● What you will do: Extend the forum thread below about a dog's dock jumping video, picking up right after its final line.

[start of Source text]

# Video of Quiz Dock Jumping!



## FlyingQuizini (Oct 24, 2006)

I finally had a chance to pull the video off my camera from our dock jumping a couple weeks ago. The footage is from some of our practice jumps between competition. When he picks up good speed and takes off right at the end of the dock, he's jumping just over 15 feet!

For your viewing pleasure... The Flying Quizini Presents....






Thanks for watching!

-Stephanie & Quiz


----------



## RickGibbs (Dec 16, 2005)

That is so cool.....I'd love to do that with Samson. I don't think Cosmo would get into it, but Samson would love it....and probably do pretty good at it....


----------



## Oaklys Dad (Dec 28, 2005)

You and Quiz work so well together. I loved watching the video.


----------



## KatzNK9 (Feb 27, 2007)

Thanks for sharing your vid with us. Looks like Quiz is doing very well with it. How long have you been training?

I would love to try that with Ozzy as I think he would love it. I've asked around & googled & haven't found any places to join in on dock dog here. I'm hoping that will change someday soon.


----------



## Lego&Jacub (Jul 18, 2006)

[end of Source text]
[start of Recorded information]

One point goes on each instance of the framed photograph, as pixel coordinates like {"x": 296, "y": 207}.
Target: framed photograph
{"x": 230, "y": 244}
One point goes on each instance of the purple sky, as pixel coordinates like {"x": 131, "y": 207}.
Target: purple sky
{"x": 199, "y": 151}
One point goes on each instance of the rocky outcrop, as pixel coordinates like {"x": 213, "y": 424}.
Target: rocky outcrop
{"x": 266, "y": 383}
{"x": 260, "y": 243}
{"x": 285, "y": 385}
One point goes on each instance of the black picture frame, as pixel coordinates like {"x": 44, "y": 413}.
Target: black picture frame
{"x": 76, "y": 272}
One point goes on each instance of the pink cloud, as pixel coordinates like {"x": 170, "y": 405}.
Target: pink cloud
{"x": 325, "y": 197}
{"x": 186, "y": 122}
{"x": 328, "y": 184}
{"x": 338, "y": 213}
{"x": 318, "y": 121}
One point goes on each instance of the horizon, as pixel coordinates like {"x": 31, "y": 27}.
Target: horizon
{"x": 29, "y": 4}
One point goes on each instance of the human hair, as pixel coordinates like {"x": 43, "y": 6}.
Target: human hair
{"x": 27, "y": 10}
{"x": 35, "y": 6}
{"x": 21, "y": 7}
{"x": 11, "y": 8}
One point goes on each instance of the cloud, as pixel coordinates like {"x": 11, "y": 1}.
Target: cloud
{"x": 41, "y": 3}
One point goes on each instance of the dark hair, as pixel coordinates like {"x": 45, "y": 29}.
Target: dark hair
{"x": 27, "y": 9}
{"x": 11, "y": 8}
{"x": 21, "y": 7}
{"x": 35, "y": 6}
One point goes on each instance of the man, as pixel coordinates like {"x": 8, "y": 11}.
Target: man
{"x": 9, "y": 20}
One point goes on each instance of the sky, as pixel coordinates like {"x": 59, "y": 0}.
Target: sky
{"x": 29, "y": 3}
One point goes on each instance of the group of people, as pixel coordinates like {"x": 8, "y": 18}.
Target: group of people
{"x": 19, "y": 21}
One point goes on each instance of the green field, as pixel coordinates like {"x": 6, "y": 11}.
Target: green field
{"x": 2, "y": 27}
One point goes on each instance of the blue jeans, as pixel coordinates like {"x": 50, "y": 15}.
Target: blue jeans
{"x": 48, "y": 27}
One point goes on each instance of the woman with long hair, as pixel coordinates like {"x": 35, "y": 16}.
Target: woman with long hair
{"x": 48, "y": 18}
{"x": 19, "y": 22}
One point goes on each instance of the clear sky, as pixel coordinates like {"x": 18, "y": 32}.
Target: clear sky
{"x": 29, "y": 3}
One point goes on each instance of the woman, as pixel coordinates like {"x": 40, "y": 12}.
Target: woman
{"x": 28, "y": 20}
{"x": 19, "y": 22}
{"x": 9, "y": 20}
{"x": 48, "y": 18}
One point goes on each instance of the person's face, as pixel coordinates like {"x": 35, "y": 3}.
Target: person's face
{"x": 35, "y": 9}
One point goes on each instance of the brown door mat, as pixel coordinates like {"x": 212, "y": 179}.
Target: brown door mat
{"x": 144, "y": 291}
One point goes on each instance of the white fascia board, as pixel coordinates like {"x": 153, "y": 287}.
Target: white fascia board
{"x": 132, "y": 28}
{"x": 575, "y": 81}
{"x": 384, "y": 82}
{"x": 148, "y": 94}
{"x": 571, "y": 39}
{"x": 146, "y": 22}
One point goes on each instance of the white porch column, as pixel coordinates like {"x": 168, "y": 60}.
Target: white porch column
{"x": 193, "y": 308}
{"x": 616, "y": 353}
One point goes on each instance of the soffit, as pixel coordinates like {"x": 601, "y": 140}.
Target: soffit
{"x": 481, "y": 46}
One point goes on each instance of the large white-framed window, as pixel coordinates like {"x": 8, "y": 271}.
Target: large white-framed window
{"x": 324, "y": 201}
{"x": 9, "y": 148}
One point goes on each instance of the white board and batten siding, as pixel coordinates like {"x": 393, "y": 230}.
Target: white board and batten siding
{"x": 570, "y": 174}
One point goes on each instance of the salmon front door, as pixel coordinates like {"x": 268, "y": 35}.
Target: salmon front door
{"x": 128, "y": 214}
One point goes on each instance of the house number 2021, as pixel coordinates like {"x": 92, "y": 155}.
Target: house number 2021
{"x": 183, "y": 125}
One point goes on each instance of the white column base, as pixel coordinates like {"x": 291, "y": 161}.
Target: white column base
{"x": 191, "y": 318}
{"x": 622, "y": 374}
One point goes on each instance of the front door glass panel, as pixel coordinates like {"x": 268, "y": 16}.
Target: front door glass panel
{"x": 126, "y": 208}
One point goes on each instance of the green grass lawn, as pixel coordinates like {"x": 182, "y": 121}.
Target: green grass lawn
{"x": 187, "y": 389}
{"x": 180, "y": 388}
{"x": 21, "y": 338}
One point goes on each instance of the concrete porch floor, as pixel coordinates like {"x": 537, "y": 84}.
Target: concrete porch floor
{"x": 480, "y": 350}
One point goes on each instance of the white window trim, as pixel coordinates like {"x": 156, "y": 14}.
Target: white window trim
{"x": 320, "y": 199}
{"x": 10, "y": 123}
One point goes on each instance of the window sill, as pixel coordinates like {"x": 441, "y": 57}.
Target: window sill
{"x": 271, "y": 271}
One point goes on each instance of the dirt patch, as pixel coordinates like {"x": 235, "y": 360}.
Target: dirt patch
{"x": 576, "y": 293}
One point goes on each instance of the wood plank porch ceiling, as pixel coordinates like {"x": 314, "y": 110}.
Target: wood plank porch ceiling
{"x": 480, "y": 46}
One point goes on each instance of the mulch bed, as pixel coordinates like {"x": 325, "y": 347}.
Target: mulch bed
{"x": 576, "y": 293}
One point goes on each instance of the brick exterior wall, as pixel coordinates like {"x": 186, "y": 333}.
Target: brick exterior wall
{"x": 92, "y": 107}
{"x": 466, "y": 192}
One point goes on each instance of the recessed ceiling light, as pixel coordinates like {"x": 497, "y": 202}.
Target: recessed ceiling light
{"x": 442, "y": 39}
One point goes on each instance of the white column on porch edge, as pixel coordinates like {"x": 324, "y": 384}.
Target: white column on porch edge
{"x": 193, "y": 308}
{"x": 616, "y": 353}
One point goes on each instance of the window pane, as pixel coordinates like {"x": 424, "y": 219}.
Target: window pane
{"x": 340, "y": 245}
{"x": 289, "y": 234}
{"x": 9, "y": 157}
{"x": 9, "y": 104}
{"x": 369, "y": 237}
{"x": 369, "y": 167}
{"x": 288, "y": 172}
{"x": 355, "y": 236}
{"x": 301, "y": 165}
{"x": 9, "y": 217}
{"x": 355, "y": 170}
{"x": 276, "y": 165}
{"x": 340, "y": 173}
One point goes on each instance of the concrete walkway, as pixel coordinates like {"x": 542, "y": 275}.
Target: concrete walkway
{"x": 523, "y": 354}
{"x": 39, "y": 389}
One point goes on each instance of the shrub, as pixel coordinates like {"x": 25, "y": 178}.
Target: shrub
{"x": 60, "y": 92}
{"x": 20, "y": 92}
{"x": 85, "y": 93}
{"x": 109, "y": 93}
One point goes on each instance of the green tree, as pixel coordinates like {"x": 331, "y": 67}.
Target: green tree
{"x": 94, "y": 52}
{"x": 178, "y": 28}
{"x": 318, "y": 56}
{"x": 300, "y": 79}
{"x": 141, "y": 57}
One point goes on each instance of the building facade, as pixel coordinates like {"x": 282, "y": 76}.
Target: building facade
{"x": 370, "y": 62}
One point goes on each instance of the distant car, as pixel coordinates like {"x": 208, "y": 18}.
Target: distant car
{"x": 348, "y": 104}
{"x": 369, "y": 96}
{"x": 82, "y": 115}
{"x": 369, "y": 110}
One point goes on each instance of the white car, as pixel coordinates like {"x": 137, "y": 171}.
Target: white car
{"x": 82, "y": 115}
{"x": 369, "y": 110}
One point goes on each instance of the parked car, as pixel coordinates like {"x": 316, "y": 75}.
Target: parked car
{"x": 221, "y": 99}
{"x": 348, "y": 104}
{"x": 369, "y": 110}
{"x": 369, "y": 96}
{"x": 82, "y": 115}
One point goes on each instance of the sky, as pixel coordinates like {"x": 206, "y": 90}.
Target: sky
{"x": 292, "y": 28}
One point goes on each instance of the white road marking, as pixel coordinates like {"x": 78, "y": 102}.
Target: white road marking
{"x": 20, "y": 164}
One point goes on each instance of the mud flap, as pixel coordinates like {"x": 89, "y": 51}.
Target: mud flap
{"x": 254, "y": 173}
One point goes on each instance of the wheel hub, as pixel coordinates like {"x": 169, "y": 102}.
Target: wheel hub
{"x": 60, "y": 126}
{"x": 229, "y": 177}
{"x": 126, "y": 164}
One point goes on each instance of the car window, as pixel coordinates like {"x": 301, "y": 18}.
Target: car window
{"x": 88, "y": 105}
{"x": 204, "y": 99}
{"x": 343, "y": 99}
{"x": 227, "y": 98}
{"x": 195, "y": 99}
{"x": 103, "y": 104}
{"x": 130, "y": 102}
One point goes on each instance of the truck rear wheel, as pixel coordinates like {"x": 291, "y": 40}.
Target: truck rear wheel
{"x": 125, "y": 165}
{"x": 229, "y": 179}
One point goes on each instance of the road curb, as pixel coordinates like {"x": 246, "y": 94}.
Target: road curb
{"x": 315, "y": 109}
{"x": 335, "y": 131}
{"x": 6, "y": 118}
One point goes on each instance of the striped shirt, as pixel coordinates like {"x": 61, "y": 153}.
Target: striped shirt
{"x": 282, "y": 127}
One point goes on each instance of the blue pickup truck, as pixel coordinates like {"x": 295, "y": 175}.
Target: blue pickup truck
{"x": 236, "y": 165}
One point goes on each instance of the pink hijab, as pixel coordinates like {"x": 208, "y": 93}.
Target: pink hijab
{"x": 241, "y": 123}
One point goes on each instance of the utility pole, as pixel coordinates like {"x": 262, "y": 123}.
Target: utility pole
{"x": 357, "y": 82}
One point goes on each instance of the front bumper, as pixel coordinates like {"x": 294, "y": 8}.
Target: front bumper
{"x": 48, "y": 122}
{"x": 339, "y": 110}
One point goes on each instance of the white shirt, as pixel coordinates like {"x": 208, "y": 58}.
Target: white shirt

[end of Recorded information]

● The output:
That's sooo cool! I love seeing him "get" his prize after the jump lol!


----------



## LibertyME (Jan 6, 2007)

Boy that looks like a pile of fun!


----------



## FlyingQuizini (Oct 24, 2006)

KatzNK9 said:


> Thanks for sharing your vid with us. Looks like Quiz is doing very well with it. How long have you been training?


We did our first-ever jump last summer at a charity event. We don't really train specifically for it since it's almost impossible to find a practice area unless Dock Dogs or Splash Dogs happen to be in town. I know of people who go to Big Bear or Arrowhead, which is a few hours from LA. There's also a big group in Lake Tahoe. 

There is one gal locally with a Border Collie who jumps 25'. I've talked to her and apparently she's built some sort of dock configuration into her pool at home to practice! 

-Stephanie


----------



## Gldiebr (Oct 10, 2006)

Oh, that's a great video! He looks like he's having so much fun. I bet he's exhausted when he goes home after one of those events!


----------



## AquaClaraCanines (Mar 5, 2006)

WOW!!! Starlite would kick ASS at that- how do I get involved???


----------



## RickGibbs (Dec 16, 2005)

AquaClaraCanines said:


> WOW!!! Starlite would kick ASS at that- how do I get involved???


No kidding.....I wanna know where to sign up...


----------



## RickGibbs (Dec 16, 2005)

Well, I found a local club....

WELCOME TO PUGET SOUND DOCKDOGS

I guess I should check it out...


----------



## AquaClaraCanines (Mar 5, 2006)

SL almost hits the other side of Court's mom's pool- from ground level


----------



## Ninde'Gold (Oct 21, 2006)

That looks like fun! you've got quite the jumper there!

Has any dog ever made it further than 20ft?


----------



## RickGibbs (Dec 16, 2005)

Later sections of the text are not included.